Democratic legislators in Pennsylvania are once again attempting to secure a 2,500-foot protective buffer zone, or setback, for residents who live near prospective natural gas sites. After years of industry pushback on other proposed setback increases, the bill’s fate is uncertain.
On April 3, Rep. Danielle Friel Otten (D-155) introduced HB 170, a bill that would restrict natural gas operators from siting new fracking wells fewer than 2,500 feet from an existing building or water well.
The bill acts upon a recommendation of a June 2020 grand jury report published by the office of Josh Shapiro — then the state’s attorney general, now governor — which found that regulators had failed to protect residents of the commonwealth from the dangers of fracking. The report made eight recommendations, including setbacks, along with a list of other regulatory reforms, such as ending the practice of allowing oil and gas operators to conceal info on the fracking chemicals they use and prohibiting Department of Environmental Protection (DEP) staff from working in the oil and gas industry after leaving a public service role.
This work was informed by a growing body of evidence linking proximity to fracking-related air and water pollution to respiratory, cardiovascular, reproductive and nervous system damage, stemming from exposure to carcinogenic air pollutants and radioactive chemicals that seep into waterways.
This evidence has informed similar setback rules in states such as California and Colorado.
“Our government has a duty to set, and enforce, ground rules that protect public health and safety,” Shapiro said in a press release in 2020. “We are the referees; we are here to prevent big corporations and the powerful industries from harming our communities or running over the rights of citizens.”
“I agree with his statement,” Otten said in a co-sponsorship memorandum published on March 30, as she quoted Shapiro. “I believe that as legislators, we must do all we can to protect the residents of our commonwealth and our constitutional right to clean air and pure water.”

> _Job 1_
How many lines of the listing contain the word "power"? Reply with the number alone.

> _Materials provided_
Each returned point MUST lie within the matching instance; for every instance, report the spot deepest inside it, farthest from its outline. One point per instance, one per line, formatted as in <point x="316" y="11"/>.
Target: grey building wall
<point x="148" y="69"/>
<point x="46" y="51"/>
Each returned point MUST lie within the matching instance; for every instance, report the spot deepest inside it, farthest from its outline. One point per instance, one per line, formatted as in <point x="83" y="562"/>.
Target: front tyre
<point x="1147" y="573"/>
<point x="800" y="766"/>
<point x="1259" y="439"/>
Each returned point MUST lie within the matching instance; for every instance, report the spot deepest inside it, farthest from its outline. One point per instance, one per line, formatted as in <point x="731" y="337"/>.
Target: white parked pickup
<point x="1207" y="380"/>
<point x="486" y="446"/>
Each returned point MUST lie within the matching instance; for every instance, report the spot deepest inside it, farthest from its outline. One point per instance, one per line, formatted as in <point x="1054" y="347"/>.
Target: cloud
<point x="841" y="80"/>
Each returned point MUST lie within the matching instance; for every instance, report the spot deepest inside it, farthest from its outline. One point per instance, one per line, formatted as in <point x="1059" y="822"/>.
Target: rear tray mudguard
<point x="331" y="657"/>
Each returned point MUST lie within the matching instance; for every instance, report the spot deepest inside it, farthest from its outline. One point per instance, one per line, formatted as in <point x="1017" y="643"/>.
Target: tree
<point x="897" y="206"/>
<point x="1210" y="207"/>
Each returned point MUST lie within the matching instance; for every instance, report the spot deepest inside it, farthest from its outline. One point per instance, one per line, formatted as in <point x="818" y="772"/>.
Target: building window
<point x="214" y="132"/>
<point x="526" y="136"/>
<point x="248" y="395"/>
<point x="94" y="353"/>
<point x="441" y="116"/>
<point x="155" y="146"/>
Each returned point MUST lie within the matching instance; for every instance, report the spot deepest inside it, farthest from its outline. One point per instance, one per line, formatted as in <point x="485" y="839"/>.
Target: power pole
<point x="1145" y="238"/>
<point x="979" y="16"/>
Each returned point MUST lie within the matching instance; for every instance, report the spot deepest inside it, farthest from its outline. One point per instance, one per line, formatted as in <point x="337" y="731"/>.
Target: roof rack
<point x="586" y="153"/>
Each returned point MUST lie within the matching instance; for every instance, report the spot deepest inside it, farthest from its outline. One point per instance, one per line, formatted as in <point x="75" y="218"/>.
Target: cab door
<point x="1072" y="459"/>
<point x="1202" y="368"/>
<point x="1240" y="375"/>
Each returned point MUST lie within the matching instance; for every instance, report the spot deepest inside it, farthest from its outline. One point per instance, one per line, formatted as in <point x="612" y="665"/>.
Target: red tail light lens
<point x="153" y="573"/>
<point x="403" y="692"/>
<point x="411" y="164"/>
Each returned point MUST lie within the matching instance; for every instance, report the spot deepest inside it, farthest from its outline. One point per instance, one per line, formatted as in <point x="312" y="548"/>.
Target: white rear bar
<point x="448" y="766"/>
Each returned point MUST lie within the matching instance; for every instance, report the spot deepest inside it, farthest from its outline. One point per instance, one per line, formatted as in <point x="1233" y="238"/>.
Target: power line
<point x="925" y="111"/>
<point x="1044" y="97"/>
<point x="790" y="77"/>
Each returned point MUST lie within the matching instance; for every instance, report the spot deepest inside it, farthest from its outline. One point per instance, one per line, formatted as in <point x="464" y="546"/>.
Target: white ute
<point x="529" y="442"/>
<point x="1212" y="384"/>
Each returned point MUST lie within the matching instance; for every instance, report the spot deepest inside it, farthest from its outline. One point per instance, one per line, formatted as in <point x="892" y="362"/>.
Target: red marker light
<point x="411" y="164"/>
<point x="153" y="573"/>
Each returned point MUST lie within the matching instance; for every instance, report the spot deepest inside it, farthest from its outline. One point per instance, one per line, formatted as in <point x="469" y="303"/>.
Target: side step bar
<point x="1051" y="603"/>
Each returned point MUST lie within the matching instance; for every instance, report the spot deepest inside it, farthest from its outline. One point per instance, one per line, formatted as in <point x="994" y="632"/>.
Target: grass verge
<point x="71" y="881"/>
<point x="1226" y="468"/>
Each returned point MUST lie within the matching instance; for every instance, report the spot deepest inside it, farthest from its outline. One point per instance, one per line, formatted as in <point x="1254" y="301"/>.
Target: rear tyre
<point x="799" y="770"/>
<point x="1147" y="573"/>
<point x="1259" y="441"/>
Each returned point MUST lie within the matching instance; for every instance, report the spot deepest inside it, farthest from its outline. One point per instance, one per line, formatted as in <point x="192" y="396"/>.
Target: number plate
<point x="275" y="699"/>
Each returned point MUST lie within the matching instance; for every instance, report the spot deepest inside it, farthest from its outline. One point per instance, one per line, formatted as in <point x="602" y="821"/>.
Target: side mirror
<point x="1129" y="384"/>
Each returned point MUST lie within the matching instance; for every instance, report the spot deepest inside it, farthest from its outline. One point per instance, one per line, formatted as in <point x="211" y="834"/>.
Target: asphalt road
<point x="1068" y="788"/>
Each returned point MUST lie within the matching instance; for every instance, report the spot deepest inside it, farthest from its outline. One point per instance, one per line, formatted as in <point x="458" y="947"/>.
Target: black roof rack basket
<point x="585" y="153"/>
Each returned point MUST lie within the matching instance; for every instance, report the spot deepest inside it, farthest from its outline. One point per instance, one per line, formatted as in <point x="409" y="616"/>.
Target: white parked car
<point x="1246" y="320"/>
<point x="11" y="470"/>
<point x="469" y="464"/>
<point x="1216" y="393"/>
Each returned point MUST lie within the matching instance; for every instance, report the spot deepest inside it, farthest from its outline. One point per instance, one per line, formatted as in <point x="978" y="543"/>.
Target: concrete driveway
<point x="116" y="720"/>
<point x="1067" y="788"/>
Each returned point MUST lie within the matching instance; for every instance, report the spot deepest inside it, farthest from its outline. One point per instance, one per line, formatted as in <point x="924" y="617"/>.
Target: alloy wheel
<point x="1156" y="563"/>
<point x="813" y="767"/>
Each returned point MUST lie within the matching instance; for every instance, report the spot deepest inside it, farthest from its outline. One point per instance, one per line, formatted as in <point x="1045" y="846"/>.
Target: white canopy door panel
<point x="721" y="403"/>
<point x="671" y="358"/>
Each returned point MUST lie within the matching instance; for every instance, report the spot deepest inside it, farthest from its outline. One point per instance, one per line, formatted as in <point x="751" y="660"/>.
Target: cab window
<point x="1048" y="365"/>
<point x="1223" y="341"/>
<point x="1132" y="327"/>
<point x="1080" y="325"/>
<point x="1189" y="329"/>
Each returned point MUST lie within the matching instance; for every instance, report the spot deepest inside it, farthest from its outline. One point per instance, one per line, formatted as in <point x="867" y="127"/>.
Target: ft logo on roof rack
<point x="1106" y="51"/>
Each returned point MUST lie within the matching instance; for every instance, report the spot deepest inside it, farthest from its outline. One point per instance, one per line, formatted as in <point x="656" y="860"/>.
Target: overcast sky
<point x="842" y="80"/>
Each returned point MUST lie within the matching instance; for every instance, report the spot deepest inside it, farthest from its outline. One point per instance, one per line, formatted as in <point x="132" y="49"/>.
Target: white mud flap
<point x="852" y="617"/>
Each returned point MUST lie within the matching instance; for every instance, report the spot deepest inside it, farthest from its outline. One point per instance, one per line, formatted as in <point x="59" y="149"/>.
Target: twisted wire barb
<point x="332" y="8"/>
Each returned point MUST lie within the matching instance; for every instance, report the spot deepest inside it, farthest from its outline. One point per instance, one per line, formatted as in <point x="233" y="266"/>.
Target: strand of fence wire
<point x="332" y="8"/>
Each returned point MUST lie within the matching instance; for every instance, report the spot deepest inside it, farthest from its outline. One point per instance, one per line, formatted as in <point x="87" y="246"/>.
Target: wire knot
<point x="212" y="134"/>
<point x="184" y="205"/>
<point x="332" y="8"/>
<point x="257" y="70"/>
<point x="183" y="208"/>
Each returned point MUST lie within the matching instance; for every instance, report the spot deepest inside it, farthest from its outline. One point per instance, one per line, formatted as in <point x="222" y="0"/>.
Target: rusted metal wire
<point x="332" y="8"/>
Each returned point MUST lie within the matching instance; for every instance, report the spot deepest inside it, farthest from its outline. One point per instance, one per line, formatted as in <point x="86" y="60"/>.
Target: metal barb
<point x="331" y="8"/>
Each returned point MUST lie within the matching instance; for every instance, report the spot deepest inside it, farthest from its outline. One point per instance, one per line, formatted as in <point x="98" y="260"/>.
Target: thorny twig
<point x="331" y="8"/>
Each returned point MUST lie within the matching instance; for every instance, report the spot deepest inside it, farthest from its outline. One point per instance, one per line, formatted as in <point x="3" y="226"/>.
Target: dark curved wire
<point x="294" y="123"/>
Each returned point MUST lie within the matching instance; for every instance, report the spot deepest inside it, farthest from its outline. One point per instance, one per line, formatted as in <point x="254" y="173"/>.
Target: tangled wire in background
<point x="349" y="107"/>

> _Job 2_
Name every U.S. state mentioned in the article on the Pennsylvania setback bill.

> _Exercise solution 1_
2

> _Exercise solution 2_
Pennsylvania, California, Colorado